## [INSTRUCTION]
Print all of the records below verbatim, without changing or leaving out a single line.

## [INFORMATION PROVIDED]
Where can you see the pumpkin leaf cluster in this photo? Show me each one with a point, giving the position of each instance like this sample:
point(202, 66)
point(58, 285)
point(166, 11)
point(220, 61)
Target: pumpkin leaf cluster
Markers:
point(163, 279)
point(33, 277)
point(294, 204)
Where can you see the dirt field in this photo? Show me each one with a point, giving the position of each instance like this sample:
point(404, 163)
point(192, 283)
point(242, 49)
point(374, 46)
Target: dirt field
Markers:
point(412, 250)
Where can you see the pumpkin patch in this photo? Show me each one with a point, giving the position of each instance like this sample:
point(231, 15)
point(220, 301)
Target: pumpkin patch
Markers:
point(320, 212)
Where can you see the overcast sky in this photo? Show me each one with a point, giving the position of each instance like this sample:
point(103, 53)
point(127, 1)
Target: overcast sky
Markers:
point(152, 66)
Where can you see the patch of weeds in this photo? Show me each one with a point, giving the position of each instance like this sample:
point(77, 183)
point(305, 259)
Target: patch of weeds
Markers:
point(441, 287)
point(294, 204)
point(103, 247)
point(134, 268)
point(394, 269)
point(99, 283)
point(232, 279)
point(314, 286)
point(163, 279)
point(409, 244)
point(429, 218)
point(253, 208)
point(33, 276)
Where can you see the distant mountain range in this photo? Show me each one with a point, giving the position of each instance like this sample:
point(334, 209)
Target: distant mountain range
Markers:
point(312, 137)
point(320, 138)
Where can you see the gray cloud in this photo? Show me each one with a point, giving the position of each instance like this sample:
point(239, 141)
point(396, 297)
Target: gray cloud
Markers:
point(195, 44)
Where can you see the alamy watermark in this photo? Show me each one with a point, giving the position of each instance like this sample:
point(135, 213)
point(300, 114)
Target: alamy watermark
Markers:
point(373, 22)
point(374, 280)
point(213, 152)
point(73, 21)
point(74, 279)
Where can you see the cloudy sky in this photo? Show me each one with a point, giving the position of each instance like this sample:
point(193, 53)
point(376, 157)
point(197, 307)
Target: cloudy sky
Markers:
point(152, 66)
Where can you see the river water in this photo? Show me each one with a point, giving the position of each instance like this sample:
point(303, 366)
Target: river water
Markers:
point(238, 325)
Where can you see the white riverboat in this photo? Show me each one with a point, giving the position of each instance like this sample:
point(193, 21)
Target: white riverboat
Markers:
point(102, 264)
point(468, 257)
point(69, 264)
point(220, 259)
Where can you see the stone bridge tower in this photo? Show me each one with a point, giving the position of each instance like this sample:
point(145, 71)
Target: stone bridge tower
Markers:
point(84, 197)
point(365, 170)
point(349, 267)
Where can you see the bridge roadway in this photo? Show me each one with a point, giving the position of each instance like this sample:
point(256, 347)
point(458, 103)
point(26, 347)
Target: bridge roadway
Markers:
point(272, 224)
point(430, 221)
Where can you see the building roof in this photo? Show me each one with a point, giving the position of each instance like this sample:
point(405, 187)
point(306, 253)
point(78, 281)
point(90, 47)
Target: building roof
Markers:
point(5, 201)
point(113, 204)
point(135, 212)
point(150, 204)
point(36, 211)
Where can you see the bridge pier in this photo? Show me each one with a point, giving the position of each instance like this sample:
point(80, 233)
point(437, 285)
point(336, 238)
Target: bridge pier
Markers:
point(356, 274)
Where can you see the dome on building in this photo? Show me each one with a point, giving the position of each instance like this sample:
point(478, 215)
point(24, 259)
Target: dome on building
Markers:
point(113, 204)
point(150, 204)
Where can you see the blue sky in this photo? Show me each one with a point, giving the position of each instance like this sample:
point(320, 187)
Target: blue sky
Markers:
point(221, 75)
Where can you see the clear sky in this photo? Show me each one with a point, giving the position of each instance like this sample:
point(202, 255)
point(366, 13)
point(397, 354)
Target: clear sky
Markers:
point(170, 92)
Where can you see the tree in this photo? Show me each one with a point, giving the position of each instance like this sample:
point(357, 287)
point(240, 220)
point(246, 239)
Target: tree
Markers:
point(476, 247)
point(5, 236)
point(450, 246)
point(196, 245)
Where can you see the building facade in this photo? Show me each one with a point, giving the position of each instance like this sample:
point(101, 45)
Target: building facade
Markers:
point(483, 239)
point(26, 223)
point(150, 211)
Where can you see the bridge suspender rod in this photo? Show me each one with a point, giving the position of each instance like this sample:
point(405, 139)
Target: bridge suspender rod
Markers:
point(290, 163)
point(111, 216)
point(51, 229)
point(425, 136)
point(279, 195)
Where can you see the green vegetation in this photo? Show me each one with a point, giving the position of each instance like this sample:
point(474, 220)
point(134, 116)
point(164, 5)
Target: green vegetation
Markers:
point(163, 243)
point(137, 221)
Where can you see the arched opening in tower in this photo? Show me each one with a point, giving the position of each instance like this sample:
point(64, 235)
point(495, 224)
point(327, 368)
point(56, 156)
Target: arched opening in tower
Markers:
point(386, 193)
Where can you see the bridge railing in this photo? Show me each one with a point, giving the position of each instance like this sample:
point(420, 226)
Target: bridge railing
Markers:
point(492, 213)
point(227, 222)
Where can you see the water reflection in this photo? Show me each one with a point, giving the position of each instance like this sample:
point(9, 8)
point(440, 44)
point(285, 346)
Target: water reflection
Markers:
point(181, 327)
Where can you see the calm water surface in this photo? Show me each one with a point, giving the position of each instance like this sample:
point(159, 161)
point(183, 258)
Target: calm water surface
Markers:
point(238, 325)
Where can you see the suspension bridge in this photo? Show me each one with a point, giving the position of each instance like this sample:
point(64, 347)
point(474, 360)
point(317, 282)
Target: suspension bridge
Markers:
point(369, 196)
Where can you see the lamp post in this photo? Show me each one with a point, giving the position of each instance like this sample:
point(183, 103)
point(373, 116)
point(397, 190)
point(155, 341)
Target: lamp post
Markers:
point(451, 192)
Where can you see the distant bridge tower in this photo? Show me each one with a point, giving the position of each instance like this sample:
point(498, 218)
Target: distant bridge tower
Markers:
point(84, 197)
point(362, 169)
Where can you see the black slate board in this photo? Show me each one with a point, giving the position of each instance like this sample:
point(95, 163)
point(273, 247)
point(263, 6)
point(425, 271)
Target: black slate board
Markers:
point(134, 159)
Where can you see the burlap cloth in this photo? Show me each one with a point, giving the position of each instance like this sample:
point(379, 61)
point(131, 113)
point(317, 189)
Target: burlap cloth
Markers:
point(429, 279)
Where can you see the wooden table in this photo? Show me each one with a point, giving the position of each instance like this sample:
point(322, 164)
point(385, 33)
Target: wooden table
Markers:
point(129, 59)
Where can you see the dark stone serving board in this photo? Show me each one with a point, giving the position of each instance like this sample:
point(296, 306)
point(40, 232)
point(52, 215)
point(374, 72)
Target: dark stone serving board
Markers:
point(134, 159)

## [RESPONSE TO THE EXERCISE]
Where can you see the pumpkin leaf cluster in this photo? Show me each one with a point, giving the position of each instance like this sample:
point(202, 66)
point(58, 285)
point(166, 11)
point(220, 61)
Target: pumpkin leaf cluster
Markers:
point(163, 279)
point(33, 277)
point(294, 204)
Where can you see the dirt field in this photo? Show me each one with a point, giving the position of each instance like this sample:
point(404, 163)
point(192, 283)
point(242, 49)
point(374, 46)
Target: dirt field
Markers:
point(412, 250)
Where can you see the pumpkin patch in this photo? Show me each one with a point, giving the position of each instance like this sample:
point(231, 15)
point(220, 301)
Target: pumpkin patch
Markers:
point(320, 212)
Where can you see the overcast sky in this photo? Show me each one with a point, giving the position of each instance like this sample:
point(103, 53)
point(127, 1)
Target: overcast sky
Markers:
point(152, 66)
Where can you see the patch of weeds in this photo? Show me each one with a point, giving the position of each instance like this sample:
point(77, 183)
point(305, 259)
Target: patch of weeds
Markers:
point(441, 287)
point(294, 204)
point(103, 247)
point(134, 268)
point(394, 269)
point(99, 283)
point(232, 279)
point(314, 286)
point(163, 279)
point(409, 244)
point(429, 218)
point(253, 208)
point(33, 276)
Where can you see the distant mountain range in this photo? Show me each one with a point, giving the position of each instance like this sample:
point(334, 209)
Target: distant mountain range
Markers:
point(312, 137)
point(320, 138)
Where can you see the gray cloud in this photo? Show me each one with a point, giving the position of each instance like this sample:
point(239, 141)
point(396, 297)
Target: gray cloud
Markers:
point(195, 44)
Where can you see the alamy watermark in this photo? Show me each one with a point, giving the position of each instance like this sample:
point(135, 213)
point(300, 114)
Target: alamy watermark
Markers:
point(373, 22)
point(374, 280)
point(213, 152)
point(73, 21)
point(74, 279)
Where can you see the cloudy sky in this photo? Show me each one with a point, giving the position of each instance like this sample:
point(193, 53)
point(376, 157)
point(197, 307)
Target: cloudy sky
Markers:
point(152, 66)
Where can you see the river water in this photo? Show me each one with a point, giving the position of each instance like this sample:
point(303, 366)
Target: river water
Markers:
point(238, 325)
Where can you see the white riverboat in this photo? Show me each one with a point, giving the position of each instance like this sample:
point(193, 21)
Target: white riverboat
Markers:
point(102, 264)
point(468, 257)
point(69, 264)
point(220, 259)
Where can you see the stone bridge tower in this photo? Show me each one with a point, giving the position of each instance like this sample:
point(145, 71)
Target: stone bridge tower
Markers:
point(84, 197)
point(365, 170)
point(349, 267)
Where can you see the bridge roadway in this photo? Show me each one with a point, giving the position of each instance like this sample:
point(256, 347)
point(458, 103)
point(26, 347)
Target: bridge roadway
Markers:
point(272, 224)
point(430, 221)
Where can you see the building roof in this photo? Show me each one with a point, giving the position of each instance like this sample:
point(405, 187)
point(306, 253)
point(78, 281)
point(90, 47)
Target: building roof
Markers:
point(5, 201)
point(113, 204)
point(135, 212)
point(150, 204)
point(36, 211)
Where can you see the bridge pier in this photo? Show me each one with a point, giving the position of each instance like this sample:
point(80, 233)
point(437, 285)
point(336, 238)
Target: bridge pier
Markers:
point(356, 274)
Where can you see the dome on building in this photo? Show me each one with a point, giving the position of each instance like this sample:
point(478, 215)
point(24, 259)
Target: dome on building
Markers:
point(113, 204)
point(150, 204)
Where can you see the blue sky in this photo? Show me each one with a point, giving the position of each instance like this sample:
point(320, 187)
Target: blue sky
Markers:
point(221, 75)
Where can you see the clear sky in this photo? Show me each one with a point, giving the position of each instance like this sample:
point(202, 255)
point(366, 13)
point(397, 354)
Target: clear sky
Markers:
point(170, 92)
Where can you see the tree in this photo? Show me each one with a point, giving the position of each instance like this sample:
point(357, 287)
point(240, 220)
point(246, 239)
Target: tree
Markers:
point(476, 247)
point(5, 236)
point(450, 246)
point(196, 245)
Where can you see the building facade in this photo? Show me each one with a point, giving the position of each instance like this sample:
point(101, 45)
Target: building facade
Markers:
point(483, 239)
point(26, 223)
point(150, 211)
Where can you see the bridge suspender rod in this photo? Show me each one with a point, giving the position of each instance like this sample:
point(405, 139)
Target: bridge suspender rod
Markers:
point(290, 163)
point(111, 216)
point(51, 229)
point(425, 136)
point(279, 195)
Where can you see the green vegetation in this photo? Show me each one with a point, giving the position of each instance like this sample:
point(474, 220)
point(134, 116)
point(164, 5)
Target: green vegetation
Markers:
point(163, 243)
point(137, 221)
Where can you see the arched opening in tower in this photo? Show me each one with a point, giving the position of each instance like this sample:
point(64, 235)
point(495, 224)
point(327, 368)
point(56, 156)
Target: arched opening in tower
Markers:
point(386, 193)
Where can you see the bridge railing in this photo? Show me each one with a point, giving the position of each instance like this sample:
point(420, 226)
Target: bridge railing
Markers:
point(492, 213)
point(227, 222)
Where can you see the water reflection in this photo? Show me each one with a point, giving the position of each instance like this sample:
point(9, 8)
point(440, 44)
point(285, 346)
Target: water reflection
Markers:
point(181, 327)
Where can you see the calm water surface in this photo? Show me each one with a point, giving the position of each instance like this sample:
point(159, 161)
point(183, 258)
Target: calm water surface
Markers:
point(238, 325)
Where can you see the suspension bridge in this photo? Show me each one with a point, giving the position of each instance like this sample:
point(64, 347)
point(474, 360)
point(317, 282)
Target: suspension bridge
Markers:
point(369, 196)
Where can you see the lamp post in this photo? Show me each one with a point, giving the position of each instance like this sample:
point(183, 103)
point(373, 116)
point(397, 190)
point(155, 341)
Target: lamp post
Markers:
point(451, 192)
Where can you see the distant bridge tower in this photo? Show me each one with a point, giving the position of each instance like this sample:
point(498, 218)
Target: distant bridge tower
Markers:
point(84, 197)
point(362, 169)
Where can you see the black slate board in this photo? Show me each one with a point, giving the position of each instance like this sample:
point(95, 163)
point(273, 247)
point(263, 6)
point(425, 271)
Target: black slate board
Markers:
point(134, 159)
Where can you see the burlap cloth in this photo? Show me each one with a point, giving the position of each instance like this sample:
point(379, 61)
point(131, 113)
point(317, 189)
Target: burlap cloth
Markers:
point(429, 279)
Where can you see the wooden table in this photo? Show me each one with a point, giving the position of each instance like this sample:
point(322, 164)
point(385, 33)
Target: wooden table
Markers:
point(129, 59)
Where can you see the dark stone serving board in this photo? Show me each one with a point, giving the position of each instance like this sample:
point(296, 306)
point(40, 232)
point(52, 215)
point(374, 72)
Target: dark stone serving board
Markers:
point(134, 159)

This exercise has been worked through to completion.